PASSAGE —
******
The Commissioner states that these failures left ACL vulnerable to cyberattack. The OAIC said: As a result of their information being on the dark web, individuals were exposed to potential emotional distress and the material risk of identity theft, extortion and financial crime.
The OAIC’s enforcement and penalty powers
Under section 13G of the Privacy Act, an organisation will be liable for a civil penalty if it does an act, or engages in a practice, that is a serious interference with the privacy of an individual.
However, under current legislation, the OAIC is unable to impose a civil penalty directly. For the penalty to apply, the OAIC must commence proceedings in the Federal Court, requesting that court to make a civil penalty order.
The Federal Court can impose a civil penalty of up to $2,220,000 for each contravention.
Following the Optus, Medibank and Latitude breaches last year, the Privacy Act was amended to, among other things, raise the maximum penalty amount. As of December 2022, the new maximum civil penalties for a serious and/or repeated interference are the greater of:
- $50 million; or
- if a court can determine the value of the benefit that the body corporate (and its related bodies corporate) directly or indirectly obtained from the contravention – three times the value of that benefit; or
- if a court cannot determine the value of that benefit – 30% of the adjusted turnover of the body corporate during the breach turnover period (minimum 12 months) for the contravention.
These new penalties will not be applicable to these proceedings.
What changes to the OAIC’s powers will be introduced?
In its response to the Privacy Act review report, the Australian Government agreed that section 13G of the Privacy Act, which deals with ‘serious or repeated’ breaches of privacy, should be amended to remove the word ‘repeated’ and clarify that a ‘serious’ interference can include repeated interferences with privacy (without those interferences necessarily being of themselves serious).
******
ENTRIES SHOWN —
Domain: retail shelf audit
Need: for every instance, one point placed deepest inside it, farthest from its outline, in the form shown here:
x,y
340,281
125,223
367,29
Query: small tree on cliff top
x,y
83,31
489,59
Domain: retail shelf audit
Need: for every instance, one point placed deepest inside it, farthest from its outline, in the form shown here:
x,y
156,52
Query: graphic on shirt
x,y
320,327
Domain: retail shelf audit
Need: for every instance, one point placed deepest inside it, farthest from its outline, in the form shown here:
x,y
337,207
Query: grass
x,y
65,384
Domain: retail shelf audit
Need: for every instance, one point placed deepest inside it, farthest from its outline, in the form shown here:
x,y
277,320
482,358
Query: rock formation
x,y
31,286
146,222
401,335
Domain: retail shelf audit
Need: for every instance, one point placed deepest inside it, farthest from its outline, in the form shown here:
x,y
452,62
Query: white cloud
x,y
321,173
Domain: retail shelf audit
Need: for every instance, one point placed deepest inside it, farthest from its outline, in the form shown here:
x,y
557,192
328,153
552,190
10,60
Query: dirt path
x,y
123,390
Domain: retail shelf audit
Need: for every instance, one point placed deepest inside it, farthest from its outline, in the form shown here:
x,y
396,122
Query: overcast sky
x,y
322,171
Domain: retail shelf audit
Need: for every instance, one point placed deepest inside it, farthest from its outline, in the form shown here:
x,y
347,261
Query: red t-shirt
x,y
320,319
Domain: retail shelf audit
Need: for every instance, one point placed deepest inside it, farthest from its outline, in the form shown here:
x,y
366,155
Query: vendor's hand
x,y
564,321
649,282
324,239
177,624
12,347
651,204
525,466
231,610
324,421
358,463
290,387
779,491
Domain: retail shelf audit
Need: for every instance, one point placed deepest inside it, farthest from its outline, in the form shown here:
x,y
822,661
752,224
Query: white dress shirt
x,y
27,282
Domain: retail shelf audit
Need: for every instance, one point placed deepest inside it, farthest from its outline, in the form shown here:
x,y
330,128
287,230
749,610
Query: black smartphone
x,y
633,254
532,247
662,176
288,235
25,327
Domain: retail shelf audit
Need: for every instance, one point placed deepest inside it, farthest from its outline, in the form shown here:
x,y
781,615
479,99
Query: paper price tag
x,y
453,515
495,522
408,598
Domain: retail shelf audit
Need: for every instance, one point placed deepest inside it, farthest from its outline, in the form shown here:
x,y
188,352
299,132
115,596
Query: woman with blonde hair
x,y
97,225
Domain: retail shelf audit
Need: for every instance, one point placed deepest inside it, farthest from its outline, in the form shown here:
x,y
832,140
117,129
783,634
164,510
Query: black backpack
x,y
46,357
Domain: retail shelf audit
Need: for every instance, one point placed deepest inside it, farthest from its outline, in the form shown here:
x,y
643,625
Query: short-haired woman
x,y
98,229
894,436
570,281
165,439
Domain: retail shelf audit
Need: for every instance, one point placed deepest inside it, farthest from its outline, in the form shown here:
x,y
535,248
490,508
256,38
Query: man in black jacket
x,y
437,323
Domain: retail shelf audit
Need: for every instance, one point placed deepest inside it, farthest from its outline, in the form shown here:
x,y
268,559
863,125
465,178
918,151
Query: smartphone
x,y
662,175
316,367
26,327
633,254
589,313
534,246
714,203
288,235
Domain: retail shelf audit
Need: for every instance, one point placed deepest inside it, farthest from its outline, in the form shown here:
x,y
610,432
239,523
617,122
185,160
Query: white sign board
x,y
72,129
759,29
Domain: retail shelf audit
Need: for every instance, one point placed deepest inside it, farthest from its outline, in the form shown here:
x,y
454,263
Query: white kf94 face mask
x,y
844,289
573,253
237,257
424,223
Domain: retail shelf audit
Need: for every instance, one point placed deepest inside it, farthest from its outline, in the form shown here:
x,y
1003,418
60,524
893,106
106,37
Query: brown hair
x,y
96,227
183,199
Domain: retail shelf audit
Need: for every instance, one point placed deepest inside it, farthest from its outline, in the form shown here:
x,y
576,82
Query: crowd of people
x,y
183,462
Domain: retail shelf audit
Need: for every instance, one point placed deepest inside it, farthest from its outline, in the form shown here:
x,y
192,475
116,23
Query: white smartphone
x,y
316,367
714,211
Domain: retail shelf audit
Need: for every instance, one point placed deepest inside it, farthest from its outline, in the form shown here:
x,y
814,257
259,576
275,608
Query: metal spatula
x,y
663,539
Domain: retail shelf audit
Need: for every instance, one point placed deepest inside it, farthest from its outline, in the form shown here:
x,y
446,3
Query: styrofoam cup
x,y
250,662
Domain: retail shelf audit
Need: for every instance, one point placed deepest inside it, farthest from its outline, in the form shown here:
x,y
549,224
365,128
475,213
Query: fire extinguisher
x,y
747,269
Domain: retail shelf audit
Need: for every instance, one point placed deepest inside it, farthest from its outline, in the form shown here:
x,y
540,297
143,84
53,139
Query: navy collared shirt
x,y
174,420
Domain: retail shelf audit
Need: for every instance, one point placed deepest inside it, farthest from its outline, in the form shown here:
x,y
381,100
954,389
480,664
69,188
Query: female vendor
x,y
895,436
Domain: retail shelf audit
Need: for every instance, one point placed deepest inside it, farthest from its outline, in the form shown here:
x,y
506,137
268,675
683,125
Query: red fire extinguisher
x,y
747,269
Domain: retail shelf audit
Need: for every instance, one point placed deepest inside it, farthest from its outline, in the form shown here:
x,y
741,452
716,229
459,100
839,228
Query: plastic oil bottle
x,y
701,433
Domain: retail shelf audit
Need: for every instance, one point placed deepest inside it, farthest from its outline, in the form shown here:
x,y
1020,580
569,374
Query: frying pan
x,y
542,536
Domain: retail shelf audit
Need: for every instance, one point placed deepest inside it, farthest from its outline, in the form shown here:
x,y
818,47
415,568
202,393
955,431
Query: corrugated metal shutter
******
LIST OF TASKS —
**1)** Write out the passage on the OAIC's penalty powers word for word, starting with "Following the Optus, Medibank" and going on through "for the contravention.".
**2)** In the passage on the OAIC's penalty powers, which section of the Privacy Act makes an organization liable for a civil penalty for a serious interference with an individual's privacy?

EXERCISE ANSWERS —
**1)**
Following the Optus, Medibank and Latitude breaches last year, the Privacy Act was amended to, among other things, raise the maximum penalty amount. As of December 2022, the new maximum civil penalties for a serious and/or repeated interference are the greater of:
- $50 million; or
- if a court can determine the value of the benefit that the body corporate (and its related bodies corporate) directly or indirectly obtained from the contravention – three times the value of that benefit; or
- if a court cannot determine the value of that benefit – 30% of the adjusted turnover of the body corporate during the breach turnover period (minimum 12 months) for the contravention.

**2)** Section 13G of the Privacy Act.